ABOUT THIS EXERCISE
Determine which lines of the records include the word "Target", and copy them.

DATA SECTION
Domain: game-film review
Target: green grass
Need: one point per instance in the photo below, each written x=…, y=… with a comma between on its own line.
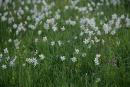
x=114, y=68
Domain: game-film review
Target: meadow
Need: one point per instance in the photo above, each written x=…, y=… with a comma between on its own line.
x=64, y=43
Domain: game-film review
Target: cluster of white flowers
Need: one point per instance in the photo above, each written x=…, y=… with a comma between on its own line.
x=39, y=17
x=96, y=60
x=32, y=61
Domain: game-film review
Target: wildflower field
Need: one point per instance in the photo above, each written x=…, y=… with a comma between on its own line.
x=64, y=43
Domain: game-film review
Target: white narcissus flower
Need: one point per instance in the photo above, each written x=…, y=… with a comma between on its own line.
x=4, y=66
x=96, y=60
x=62, y=58
x=39, y=32
x=63, y=28
x=74, y=59
x=42, y=56
x=6, y=50
x=52, y=43
x=44, y=39
x=76, y=51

THE ANSWER
Target: green grass
Target: meadow
Target: cluster of white flowers
Target: wildflower field
Target: white narcissus flower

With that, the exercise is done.